## [Exercise description]
Can you copy, without any change, the stretch of records from the line containing "Wildlife-tally tagging: find every instance of the woman with" through the line containing "(1133, 405)"?

## [Named object pointing entries]

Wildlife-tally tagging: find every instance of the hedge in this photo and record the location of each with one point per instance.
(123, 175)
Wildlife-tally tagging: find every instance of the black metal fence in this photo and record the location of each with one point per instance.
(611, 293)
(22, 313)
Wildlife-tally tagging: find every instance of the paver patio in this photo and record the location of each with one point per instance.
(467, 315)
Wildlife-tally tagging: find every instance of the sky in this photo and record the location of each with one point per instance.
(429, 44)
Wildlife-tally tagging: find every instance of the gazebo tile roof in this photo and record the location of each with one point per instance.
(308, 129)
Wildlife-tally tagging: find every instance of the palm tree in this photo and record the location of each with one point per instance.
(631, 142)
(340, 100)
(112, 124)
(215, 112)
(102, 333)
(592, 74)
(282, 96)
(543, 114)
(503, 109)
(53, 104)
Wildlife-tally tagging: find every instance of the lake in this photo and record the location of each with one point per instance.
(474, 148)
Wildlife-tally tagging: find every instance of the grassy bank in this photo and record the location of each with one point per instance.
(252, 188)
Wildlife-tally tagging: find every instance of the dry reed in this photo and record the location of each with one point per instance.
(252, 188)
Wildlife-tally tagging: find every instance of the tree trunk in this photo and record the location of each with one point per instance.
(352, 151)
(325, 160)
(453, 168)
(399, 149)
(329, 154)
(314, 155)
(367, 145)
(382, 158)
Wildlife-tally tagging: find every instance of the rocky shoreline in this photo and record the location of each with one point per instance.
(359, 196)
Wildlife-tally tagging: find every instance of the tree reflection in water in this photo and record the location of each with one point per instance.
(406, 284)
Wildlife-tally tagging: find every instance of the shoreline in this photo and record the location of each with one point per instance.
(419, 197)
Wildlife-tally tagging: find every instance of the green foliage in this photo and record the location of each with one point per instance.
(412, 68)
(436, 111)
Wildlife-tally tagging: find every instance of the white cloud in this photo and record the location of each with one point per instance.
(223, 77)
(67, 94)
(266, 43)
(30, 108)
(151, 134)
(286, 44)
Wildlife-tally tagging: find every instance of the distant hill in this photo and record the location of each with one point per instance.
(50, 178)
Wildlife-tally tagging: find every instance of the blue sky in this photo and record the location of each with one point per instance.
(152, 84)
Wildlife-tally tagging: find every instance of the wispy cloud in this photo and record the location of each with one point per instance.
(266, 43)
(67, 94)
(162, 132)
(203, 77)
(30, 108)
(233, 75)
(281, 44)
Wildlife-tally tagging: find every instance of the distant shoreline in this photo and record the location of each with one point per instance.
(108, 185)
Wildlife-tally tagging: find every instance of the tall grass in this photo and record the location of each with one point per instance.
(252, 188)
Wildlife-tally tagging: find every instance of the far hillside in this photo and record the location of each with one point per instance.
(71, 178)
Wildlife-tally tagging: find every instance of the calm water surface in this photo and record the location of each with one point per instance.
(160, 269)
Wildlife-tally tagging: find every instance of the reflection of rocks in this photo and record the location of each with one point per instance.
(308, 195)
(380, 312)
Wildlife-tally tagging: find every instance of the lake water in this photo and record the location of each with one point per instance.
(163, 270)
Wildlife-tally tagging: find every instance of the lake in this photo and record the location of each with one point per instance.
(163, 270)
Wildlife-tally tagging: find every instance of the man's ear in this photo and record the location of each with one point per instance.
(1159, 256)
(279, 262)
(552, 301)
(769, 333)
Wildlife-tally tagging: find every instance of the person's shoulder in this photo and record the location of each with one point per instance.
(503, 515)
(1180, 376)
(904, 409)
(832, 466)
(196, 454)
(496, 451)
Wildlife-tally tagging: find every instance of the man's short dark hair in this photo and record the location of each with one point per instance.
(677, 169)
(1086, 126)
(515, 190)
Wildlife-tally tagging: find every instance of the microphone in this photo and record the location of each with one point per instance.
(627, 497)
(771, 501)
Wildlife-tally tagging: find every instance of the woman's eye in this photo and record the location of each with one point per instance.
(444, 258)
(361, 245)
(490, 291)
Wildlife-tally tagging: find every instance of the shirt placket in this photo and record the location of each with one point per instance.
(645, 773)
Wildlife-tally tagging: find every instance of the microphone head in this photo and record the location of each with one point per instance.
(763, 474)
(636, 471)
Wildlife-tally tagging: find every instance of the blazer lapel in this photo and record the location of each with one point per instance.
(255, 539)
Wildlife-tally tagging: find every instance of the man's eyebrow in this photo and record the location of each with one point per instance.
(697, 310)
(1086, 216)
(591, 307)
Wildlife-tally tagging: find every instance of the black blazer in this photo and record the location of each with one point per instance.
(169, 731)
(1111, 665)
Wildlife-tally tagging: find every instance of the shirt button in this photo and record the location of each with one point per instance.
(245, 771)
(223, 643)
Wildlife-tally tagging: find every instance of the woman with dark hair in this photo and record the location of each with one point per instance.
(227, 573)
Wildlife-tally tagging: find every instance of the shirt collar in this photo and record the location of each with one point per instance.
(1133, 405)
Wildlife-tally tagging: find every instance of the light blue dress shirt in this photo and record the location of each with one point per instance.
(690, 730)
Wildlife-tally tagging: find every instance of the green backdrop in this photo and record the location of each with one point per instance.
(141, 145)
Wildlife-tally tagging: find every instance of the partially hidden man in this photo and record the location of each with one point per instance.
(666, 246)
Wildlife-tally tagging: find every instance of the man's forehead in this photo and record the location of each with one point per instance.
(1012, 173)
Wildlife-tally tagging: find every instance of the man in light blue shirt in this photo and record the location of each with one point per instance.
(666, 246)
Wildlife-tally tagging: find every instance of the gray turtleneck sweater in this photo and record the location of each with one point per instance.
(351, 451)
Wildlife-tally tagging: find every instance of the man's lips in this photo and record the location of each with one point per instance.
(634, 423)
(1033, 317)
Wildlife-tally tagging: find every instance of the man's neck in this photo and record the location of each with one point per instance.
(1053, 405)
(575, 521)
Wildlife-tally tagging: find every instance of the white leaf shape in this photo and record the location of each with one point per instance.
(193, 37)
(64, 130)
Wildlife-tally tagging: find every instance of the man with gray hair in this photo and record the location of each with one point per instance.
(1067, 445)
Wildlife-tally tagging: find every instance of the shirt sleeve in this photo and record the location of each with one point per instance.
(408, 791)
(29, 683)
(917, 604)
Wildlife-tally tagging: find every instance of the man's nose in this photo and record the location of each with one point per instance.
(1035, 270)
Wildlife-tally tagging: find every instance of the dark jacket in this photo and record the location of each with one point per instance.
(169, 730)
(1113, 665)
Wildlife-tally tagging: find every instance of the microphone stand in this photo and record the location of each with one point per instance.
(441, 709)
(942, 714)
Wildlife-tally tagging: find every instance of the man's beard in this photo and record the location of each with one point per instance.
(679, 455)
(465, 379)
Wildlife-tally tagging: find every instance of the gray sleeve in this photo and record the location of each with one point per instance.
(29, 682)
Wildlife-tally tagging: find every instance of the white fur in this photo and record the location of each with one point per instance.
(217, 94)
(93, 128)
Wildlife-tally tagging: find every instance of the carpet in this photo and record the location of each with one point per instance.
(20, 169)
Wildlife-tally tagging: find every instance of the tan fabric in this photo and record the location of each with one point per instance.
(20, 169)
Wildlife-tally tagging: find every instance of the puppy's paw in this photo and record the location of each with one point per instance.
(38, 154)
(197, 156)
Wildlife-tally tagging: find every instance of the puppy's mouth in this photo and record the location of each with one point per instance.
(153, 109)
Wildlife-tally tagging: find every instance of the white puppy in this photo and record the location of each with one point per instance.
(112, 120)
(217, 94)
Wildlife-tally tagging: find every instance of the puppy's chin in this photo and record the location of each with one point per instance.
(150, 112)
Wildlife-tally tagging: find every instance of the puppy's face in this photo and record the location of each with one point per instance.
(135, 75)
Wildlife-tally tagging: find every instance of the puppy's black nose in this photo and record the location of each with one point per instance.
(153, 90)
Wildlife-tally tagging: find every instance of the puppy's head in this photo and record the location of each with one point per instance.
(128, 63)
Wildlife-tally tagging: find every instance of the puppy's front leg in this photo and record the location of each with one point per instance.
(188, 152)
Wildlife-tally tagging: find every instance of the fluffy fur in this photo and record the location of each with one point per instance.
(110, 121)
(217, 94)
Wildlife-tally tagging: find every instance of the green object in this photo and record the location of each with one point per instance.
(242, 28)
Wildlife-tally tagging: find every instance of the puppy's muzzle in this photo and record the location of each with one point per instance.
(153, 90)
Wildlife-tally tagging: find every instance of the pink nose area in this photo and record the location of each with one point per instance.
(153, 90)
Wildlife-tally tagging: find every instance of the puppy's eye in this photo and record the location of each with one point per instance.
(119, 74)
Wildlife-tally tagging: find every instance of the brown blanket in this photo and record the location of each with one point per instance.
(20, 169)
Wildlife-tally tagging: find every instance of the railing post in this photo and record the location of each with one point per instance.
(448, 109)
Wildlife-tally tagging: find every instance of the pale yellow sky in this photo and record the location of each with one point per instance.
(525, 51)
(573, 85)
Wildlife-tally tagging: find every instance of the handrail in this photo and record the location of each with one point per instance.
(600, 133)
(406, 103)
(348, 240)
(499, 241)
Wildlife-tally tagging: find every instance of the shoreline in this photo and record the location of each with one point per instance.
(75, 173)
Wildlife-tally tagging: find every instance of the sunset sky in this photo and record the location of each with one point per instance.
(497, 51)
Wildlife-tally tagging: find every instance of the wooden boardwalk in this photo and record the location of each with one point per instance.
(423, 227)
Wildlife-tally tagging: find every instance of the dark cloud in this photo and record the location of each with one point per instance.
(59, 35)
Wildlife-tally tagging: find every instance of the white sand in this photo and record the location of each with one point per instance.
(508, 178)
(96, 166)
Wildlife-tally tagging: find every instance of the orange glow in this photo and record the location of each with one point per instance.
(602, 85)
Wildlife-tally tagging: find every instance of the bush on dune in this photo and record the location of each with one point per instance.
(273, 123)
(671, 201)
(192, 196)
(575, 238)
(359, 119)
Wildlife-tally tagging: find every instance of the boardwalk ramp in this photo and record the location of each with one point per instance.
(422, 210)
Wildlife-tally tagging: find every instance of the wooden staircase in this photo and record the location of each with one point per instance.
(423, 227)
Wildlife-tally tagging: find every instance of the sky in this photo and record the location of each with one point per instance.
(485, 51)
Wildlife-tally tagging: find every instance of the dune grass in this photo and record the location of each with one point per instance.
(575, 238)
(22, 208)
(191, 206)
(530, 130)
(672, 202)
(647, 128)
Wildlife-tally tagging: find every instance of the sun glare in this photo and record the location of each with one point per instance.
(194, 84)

## [Correct result]
Wildlife-tally tagging: find every instance of the woman with dark hair in this photo and record the location of each with one point per instance.
(227, 573)
Wildlife-tally tagging: find every instance of the shirt collar in this photo and record the location of each with one point per instance.
(1133, 405)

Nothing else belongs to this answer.